- Work required -
Starting from the line containing "Target: blue jacket", write out every remaining line exactly, the last one included.
__________________________________________________
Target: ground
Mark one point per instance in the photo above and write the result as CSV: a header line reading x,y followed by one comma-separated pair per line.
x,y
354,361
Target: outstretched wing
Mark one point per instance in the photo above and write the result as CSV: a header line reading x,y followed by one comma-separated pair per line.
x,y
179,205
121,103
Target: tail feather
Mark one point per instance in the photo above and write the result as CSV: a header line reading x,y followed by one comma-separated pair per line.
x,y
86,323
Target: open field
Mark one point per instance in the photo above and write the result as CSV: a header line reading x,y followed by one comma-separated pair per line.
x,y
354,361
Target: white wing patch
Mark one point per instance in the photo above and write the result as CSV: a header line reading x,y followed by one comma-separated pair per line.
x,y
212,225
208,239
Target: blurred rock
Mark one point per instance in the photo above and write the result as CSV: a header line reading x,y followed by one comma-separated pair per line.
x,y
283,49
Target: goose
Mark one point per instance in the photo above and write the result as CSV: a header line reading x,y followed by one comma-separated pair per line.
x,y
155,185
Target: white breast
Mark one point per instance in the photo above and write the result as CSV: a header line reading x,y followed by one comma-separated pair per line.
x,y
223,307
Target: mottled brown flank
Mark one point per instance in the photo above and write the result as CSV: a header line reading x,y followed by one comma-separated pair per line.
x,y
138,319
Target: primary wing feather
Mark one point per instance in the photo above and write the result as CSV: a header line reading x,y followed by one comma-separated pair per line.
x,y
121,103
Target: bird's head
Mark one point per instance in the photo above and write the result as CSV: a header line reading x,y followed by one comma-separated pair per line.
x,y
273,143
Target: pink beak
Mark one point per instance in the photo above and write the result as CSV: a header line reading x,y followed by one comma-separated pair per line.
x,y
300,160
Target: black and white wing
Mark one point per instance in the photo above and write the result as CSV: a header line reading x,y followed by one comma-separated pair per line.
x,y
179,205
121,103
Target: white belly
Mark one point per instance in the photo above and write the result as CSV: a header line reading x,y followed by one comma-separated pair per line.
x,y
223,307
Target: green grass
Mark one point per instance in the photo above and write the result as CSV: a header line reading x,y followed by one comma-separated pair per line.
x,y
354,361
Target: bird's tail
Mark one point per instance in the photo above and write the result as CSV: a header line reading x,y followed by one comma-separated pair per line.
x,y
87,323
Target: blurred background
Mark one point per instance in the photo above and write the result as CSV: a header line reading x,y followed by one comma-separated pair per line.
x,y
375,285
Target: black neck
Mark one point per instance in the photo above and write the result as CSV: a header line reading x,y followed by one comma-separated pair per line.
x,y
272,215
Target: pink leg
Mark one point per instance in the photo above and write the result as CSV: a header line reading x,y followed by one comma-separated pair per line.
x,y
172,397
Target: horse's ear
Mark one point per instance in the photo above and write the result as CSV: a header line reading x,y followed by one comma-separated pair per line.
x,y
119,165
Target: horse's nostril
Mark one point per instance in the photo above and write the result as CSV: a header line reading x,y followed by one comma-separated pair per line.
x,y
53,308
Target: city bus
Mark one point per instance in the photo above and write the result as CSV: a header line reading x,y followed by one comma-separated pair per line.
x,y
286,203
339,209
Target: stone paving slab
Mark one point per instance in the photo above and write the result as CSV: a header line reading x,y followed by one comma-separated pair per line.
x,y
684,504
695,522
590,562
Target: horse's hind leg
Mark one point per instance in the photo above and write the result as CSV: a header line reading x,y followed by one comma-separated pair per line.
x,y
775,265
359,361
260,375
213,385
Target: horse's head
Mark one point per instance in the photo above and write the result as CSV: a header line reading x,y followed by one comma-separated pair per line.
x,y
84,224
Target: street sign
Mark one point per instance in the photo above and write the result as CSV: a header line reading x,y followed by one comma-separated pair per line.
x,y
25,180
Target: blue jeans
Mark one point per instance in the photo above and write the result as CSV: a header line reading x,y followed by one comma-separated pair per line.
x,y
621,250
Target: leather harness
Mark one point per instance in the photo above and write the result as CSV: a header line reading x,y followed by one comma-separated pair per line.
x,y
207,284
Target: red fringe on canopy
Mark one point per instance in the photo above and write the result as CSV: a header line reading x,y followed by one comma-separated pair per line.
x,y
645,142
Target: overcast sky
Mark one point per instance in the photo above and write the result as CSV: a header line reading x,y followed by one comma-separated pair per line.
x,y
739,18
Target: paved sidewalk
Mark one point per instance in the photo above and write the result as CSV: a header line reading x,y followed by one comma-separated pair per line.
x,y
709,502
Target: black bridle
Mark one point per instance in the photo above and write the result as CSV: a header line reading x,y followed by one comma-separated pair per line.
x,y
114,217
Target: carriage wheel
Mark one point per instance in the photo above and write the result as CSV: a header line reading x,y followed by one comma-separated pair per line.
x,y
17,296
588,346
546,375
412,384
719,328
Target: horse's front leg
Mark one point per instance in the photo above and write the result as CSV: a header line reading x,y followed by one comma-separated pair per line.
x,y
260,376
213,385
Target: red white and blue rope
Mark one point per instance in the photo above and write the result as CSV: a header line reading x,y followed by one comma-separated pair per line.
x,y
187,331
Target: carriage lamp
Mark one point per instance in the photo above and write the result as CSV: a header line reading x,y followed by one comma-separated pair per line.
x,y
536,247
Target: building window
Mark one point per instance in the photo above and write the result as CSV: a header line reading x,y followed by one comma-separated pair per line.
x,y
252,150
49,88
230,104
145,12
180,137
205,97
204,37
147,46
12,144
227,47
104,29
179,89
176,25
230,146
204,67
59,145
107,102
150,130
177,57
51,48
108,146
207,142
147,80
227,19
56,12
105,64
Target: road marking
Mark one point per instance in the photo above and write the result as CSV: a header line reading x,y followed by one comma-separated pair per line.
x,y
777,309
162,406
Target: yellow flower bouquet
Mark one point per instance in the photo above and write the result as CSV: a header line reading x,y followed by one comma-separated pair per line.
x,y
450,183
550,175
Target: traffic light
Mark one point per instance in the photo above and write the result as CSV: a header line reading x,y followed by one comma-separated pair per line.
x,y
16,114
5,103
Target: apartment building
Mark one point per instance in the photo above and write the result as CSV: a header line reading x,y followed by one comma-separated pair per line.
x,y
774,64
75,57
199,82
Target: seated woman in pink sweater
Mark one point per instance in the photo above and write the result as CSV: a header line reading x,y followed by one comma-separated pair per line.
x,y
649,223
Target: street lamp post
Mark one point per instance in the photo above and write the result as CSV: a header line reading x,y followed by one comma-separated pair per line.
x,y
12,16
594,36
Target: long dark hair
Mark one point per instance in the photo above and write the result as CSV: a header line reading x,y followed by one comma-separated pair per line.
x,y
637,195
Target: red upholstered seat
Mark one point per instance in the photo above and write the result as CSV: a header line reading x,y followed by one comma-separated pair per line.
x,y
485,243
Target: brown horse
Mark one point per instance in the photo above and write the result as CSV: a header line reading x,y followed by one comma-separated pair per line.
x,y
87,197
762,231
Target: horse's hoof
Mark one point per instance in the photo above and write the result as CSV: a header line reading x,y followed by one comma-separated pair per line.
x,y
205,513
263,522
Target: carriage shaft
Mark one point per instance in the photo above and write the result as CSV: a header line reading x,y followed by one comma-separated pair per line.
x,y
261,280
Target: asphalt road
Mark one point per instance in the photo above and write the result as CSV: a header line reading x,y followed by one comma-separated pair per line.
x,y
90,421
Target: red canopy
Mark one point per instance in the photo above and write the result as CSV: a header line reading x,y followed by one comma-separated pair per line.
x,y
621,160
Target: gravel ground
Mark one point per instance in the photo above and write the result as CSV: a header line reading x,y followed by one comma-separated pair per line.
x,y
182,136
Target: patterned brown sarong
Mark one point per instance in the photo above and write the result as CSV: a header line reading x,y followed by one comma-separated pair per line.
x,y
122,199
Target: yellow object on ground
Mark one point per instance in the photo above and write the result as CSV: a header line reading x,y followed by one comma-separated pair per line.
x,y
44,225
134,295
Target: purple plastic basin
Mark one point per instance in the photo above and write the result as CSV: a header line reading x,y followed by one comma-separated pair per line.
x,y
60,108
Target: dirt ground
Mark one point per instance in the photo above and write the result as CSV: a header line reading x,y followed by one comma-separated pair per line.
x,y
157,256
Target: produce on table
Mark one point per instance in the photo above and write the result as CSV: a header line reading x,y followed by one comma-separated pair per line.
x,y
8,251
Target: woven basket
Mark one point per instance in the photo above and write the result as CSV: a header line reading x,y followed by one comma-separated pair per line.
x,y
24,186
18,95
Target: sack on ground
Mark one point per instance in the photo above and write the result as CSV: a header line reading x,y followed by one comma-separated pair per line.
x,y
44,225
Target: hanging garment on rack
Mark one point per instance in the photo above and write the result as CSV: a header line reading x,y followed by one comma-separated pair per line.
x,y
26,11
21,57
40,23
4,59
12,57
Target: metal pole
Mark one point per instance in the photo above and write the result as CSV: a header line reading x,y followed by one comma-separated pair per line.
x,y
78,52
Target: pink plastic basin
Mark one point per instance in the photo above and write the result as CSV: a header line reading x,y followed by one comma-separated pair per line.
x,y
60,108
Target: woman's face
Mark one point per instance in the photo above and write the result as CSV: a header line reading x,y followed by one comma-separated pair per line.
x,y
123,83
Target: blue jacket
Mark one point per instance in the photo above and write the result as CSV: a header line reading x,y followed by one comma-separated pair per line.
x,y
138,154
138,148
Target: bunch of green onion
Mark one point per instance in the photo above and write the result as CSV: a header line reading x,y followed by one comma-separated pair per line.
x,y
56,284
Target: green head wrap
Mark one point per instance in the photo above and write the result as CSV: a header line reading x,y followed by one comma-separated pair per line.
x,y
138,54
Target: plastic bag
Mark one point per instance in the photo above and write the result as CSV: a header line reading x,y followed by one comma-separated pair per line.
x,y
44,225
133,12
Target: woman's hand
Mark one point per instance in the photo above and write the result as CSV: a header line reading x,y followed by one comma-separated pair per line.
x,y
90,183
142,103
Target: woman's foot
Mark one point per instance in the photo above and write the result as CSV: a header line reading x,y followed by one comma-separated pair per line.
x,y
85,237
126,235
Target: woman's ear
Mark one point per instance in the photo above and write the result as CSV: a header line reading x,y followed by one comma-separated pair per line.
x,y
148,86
__________________________________________________
- Expected answer -
Target: blue jacket
Mark one point per instance in the photo above and write the result as CSV: a header line reading x,y followed by one comma-separated pair per line.
x,y
138,154
138,148
Target: bunch of green onion
Mark one point per instance in the photo above and write the result as CSV: a header line reading x,y followed by one comma-separated pair per line.
x,y
56,284
Target: green head wrap
Mark one point per instance in the photo above and write the result as CSV: a header line reading x,y followed by one comma-separated pair per line.
x,y
138,54
Target: plastic bag
Mark one point per instance in the photo above and write the result as CSV: a header line reading x,y followed by one comma-separated pair per line.
x,y
44,225
133,12
Target: woman's hand
Mark one point per instance in the photo above and write the result as CSV: a header line reading x,y followed by one comma-separated pair per line.
x,y
90,183
142,103
Target: woman's foot
Mark one point per instance in the photo above and write the result as CSV: a header line reading x,y followed by one comma-separated pair per line.
x,y
85,237
126,235
Target: woman's ear
Mark one point per instance in the photo above and write the result as CSV: a header line reading x,y followed by one comma-separated pair per line.
x,y
148,86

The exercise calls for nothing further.